Avrupa İş Sağlığı Ve Güvenliği Haftası

Demokrat Parti (DP) Adana İl Başkanı Yavuz Tekeli, iş sağlığı ve güvenliği mevzuatının yeniden düzenlenmesi gerektiğini bildirdi.

Tekeli, Avrupa İş Sağlığı ve İş Güvenliği Haftası dolayısıyla yaptığı açıklamada, globalleşen dünyada artan rekabet koşulları ve otomasyon teknolojisindeki hızlı gelişmelerin çalışma ilişkileri ve çalışma koşullarının da yeniden gözden geçirilmesini zorunlu kıldığına dikkati çekti. Tekeli, bu kapsamda Türkiye'de mevcut iş güvenliği ve sağlığı ile ilgili mevzuatın da yetersiz kaldığını söyledi.
İş sağlığı ve güvenliği ile ilgili mevzuatın 50 ve üzerinde işçinin çalıştığı iş yerlerinde geçerli olduğuna işaret eden Tekeli, bu durumun mevzuatın Türkiye'deki sanayi işletmelerinin ancak yüzde 1,6'sında geçerli olduğu anlamına geldiğini kaydetti.
Tekeli, mevcut 50 ve üzerinde işçi çalıştıran 18 bin 48 orta ve büyük ölçekli sanayi işletmelerinde çalışan 2 milyon 705 bin kişinin yararlanabildiği mevzuatın mikro ve küçük ölçekli 935 bin 563 sanayi işyerinde çalışan ve kayıt içi sanayi çalışanlarının yüzde 58'ini oluşturan 3 milyon 821 bin kişiyi iş sağlığı ve güvenliğinden yoksun bıraktığını bildirdi.

Koordinat işaretleme kayıtları
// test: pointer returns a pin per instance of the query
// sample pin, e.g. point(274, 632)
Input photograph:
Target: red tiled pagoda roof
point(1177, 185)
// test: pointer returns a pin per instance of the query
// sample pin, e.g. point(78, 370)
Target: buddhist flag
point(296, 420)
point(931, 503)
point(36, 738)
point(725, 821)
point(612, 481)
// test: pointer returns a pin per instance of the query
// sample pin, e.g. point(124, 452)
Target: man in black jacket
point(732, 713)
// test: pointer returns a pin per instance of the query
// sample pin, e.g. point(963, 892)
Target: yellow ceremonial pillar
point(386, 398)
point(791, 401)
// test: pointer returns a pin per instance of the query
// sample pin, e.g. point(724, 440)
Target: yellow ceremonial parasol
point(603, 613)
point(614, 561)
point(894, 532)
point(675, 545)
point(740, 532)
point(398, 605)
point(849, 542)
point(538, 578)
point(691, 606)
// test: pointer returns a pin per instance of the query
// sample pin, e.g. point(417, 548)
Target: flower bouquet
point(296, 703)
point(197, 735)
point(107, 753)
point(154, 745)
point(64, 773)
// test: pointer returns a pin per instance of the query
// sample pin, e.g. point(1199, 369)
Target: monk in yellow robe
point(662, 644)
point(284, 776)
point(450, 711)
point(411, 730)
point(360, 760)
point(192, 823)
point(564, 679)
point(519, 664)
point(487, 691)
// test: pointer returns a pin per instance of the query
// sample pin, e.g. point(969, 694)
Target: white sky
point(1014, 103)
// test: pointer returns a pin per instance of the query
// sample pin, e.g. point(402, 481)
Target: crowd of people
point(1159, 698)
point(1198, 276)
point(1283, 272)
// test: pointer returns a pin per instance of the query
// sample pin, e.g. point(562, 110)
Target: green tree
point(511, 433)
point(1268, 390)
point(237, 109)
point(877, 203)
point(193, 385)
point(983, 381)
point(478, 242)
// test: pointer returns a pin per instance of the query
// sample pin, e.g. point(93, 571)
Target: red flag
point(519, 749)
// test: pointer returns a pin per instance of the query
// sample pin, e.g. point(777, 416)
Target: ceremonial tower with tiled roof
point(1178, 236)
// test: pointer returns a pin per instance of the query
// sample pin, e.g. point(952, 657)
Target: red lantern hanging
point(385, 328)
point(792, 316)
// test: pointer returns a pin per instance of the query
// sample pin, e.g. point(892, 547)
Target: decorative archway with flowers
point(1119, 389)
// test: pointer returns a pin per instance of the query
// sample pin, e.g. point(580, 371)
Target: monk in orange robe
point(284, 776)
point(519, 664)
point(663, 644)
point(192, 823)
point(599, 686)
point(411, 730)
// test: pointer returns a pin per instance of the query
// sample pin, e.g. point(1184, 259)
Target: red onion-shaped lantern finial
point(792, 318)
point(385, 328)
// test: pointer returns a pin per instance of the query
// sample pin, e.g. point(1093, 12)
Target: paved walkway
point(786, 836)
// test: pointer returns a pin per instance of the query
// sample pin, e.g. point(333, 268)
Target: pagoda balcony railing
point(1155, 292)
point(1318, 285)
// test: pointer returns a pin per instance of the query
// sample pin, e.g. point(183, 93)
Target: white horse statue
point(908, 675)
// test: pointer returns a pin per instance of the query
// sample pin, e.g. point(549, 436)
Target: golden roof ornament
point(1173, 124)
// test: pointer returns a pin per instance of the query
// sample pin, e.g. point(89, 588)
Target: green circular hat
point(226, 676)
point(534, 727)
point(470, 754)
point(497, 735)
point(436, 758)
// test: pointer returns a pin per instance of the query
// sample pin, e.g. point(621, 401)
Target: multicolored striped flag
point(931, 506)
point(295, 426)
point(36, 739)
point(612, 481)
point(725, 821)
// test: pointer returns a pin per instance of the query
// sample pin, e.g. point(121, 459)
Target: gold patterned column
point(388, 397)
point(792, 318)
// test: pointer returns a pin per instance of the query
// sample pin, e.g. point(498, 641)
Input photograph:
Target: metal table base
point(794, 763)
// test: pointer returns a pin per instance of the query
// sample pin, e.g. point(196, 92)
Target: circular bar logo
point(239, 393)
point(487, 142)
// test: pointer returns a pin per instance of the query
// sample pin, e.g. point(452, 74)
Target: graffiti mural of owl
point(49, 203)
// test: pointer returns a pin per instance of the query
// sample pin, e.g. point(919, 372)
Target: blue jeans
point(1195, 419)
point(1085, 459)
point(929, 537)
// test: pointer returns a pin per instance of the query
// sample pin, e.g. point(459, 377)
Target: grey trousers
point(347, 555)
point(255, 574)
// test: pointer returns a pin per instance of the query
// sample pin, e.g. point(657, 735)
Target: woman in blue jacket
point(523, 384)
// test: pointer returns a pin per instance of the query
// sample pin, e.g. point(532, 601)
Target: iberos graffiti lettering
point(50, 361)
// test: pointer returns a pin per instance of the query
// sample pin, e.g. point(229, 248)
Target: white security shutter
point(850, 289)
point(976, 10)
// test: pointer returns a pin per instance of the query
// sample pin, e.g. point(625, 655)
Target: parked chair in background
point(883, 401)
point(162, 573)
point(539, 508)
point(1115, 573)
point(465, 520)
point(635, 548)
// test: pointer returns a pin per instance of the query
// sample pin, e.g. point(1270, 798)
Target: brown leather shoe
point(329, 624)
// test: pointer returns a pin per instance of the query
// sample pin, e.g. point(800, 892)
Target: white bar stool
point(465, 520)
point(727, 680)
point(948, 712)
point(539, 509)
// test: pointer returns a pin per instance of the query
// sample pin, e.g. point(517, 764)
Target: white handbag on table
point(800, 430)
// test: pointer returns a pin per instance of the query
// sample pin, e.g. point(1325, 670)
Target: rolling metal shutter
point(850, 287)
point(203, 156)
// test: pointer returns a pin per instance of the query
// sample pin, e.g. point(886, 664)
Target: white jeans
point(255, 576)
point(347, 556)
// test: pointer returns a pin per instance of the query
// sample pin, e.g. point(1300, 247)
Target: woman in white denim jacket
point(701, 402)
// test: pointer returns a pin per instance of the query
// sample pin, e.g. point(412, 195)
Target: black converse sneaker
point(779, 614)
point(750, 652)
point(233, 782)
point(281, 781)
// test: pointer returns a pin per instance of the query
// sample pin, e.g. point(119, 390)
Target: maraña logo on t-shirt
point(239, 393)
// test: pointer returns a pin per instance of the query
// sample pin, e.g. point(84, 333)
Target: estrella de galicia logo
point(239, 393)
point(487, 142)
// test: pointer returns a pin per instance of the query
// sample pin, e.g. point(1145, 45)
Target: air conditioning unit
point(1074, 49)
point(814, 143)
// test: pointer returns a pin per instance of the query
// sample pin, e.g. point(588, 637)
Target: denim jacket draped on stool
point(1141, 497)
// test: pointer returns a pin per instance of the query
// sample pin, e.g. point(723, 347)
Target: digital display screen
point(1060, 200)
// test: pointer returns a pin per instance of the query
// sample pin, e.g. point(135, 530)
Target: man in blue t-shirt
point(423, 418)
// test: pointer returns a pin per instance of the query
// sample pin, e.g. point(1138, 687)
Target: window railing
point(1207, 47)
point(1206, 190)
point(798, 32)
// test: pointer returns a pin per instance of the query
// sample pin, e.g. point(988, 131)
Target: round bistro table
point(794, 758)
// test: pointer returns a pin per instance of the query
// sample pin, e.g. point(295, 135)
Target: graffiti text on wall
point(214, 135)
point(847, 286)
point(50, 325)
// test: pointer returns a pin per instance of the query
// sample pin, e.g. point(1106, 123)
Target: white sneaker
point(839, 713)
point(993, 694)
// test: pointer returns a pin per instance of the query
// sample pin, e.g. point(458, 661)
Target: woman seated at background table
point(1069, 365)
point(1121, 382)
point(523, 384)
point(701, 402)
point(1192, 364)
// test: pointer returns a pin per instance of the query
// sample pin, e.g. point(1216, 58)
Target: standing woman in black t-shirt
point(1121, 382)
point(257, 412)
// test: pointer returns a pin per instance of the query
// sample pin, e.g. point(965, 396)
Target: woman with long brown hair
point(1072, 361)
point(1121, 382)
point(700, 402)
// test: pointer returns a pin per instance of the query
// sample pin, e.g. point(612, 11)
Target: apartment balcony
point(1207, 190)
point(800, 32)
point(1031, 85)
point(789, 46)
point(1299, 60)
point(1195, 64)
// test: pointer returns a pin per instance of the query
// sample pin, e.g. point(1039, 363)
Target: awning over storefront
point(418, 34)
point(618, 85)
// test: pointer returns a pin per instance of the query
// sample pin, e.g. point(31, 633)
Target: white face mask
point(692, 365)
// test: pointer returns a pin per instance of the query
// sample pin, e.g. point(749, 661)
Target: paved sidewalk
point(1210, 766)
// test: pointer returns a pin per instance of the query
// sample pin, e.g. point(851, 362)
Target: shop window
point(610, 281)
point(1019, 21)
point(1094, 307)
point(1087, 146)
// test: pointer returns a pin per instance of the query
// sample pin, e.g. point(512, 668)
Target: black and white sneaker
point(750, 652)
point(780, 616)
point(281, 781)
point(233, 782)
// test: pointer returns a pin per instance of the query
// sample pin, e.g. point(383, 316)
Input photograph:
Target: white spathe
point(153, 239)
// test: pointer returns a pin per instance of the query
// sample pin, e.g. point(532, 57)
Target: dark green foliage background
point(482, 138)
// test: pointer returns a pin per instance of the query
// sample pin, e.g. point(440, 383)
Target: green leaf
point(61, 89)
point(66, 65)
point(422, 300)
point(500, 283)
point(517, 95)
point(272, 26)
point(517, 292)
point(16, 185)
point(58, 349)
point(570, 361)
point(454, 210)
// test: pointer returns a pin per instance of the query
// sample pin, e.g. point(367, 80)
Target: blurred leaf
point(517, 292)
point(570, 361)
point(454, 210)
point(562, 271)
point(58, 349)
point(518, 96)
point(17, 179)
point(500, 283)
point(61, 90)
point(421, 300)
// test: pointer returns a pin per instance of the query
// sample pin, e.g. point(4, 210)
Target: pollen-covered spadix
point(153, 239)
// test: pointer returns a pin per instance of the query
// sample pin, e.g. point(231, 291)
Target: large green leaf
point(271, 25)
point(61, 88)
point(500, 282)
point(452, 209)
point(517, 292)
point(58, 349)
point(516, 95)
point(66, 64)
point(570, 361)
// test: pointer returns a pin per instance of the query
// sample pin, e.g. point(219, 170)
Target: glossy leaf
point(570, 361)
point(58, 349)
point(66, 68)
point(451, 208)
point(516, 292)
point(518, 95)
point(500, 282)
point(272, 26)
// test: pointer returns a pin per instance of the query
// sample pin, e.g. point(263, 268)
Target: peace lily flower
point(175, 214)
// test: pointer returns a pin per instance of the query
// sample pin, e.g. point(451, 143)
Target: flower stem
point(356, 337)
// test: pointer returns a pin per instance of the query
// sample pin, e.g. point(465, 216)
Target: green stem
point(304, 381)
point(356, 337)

### Alıştırma yönergesi
İş sağlığı ve güvenliği mevzuatıyla ilgili metni, son cümlenin ardından kaldığı yerden sürdürün.

### Yazılı yanıt
Uluslararası Çalışma Örgütü'nün verilerinin her gün ortalama 6 bin 300, yılda 2 milyon 300 bin kişinin iş kazaları ve meslek hastalıkları nedeniyle yaşamını kaybettiğini ortaya koyduğunu vurgulayan Tekeli, "2008 yılı GSYİH rakamlarına göre Türkiye'nin iş kazası ve meslek hastalıkları sonucu meydana gelen ekonomik kaybının 38 milyar lira olmuştur. Uluslararası Çalışma Örgütü (ILO) verilerine göre, gelişmekte olan ülkelerin iş kazası ve meslek hastalıkları sonucu meydana gelen ekonomik kayıplarının GSYİH'larının yüzde 4'ü kadar olduğu tahmin edilmektedir. Yine aynı kaynaklar endüstrileşmiş ülkelerde iş kazaları ve meslek hastalıklarının toplam maliyetinin bu ülkelerin Gayri Safi Milli Hasılalarının yüzde 1'i ile yüzde 3' ü arasında değiştiği belirtilmektedir. Bu maliyet özellikle kalkınmakta olan ülkelerin göz ardı edemeyeceği kadar ağır bir maliyettir. Güvenli çalışmanın sağlanması, çalışanların sürdürülebilir bir refah seviyesine ulaşabilmeleri için ülkelerin çözmek zorunda oldukları sorunların başında iş sağlığı ve güvenliği gelmektedir" dedi.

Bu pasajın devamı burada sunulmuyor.